[start of PASSAGE SHOWN]

Who was Éric Rohmer? Well, for a start he wasn’t Éric Rohmer. The man we celebrate as one of the central figures in the nouvelle vague began life as Maurice Schérer, and Éric Rohmer was just one of many names he adopted throughout his lifetime. When he wrote the novel Elizabeth in 1946 he published it under the name Gilbert Cordier, and when he was trying to raise money to make his first 16mm short films he did so as Antony Barrier. The Ciné-Club du Quartier Latin’s Bulletin introduced Barrier as “a young American avant-garde director who has just won the prize given in the United States for the best amateur film.” The report was written by Chantal Dervey, another pseudonym.

Why so secretive? In Éric Rohmer: A Biography (published in France in 2014 and now translated by Steven Rendall and Lisa Neil), authors Antoine de Baecque and Noël Herpe describe secrecy as “the true passion of his life” but note that this clandestine nature “did not conceal scandals, anti-conformist habits or provocative commitments, and still less a complicated family romance or a closeted second emotional life.” Rohmer simply kept his personal and professional lives completely separate, to the extent that the Schérer clan (with the exception of his wife Thérèse, who was complicit in the lie) didn’t know what he actually did for a living. Rohmer had grown up in a family driven by the importance of a classical education that looked down on cinema as a low artform, and Rohmer’s mother died in 1970 believing that her son was working a teacher, rather than an acclaimed filmmaker and critic. “That would have killed her,” he said.

[end of PASSAGE SHOWN]
[start of ROWS]

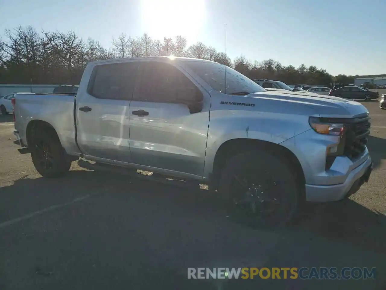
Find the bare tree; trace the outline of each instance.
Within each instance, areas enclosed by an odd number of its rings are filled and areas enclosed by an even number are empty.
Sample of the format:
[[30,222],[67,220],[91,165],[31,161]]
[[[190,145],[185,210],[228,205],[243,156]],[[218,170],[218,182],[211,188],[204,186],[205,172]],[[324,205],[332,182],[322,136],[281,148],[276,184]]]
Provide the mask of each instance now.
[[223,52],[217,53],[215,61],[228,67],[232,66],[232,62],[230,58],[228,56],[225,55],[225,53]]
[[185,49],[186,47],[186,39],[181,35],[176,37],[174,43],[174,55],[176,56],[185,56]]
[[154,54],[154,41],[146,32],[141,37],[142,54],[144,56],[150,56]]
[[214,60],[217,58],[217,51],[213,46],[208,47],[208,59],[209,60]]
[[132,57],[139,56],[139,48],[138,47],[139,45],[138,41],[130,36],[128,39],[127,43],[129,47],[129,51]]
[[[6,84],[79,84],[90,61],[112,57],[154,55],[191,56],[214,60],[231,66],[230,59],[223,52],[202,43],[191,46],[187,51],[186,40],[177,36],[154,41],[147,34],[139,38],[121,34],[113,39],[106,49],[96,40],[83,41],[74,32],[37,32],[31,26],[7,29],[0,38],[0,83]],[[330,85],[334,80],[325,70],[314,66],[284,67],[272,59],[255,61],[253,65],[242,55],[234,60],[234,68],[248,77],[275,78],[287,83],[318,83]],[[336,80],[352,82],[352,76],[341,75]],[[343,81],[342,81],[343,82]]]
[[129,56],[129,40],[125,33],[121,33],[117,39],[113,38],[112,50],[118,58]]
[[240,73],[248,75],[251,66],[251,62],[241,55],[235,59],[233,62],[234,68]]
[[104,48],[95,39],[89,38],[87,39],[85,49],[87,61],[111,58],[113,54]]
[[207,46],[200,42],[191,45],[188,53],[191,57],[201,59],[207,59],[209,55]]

[end of ROWS]

**SET EXERCISE**
Rewrite the stretch of the passage on Éric Rohmer from "Who was Éric" through "Dervey, another pseudonym.", putting "book" in place of "novel". The listing bears no relation to the passage on Éric Rohmer.

**OUTPUT OF THE EXERCISE**
Who was Éric Rohmer? Well, for a start he wasn’t Éric Rohmer. The man we celebrate as one of the central figures in the nouvelle vague began life as Maurice Schérer, and Éric Rohmer was just one of many names he adopted throughout his lifetime. When he wrote the book Elizabeth in 1946 he published it under the name Gilbert Cordier, and when he was trying to raise money to make his first 16mm short films he did so as Antony Barrier. The Ciné-Club du Quartier Latin’s Bulletin introduced Barrier as “a young American avant-garde director who has just won the prize given in the United States for the best amateur film.” The report was written by Chantal Dervey, another pseudonym.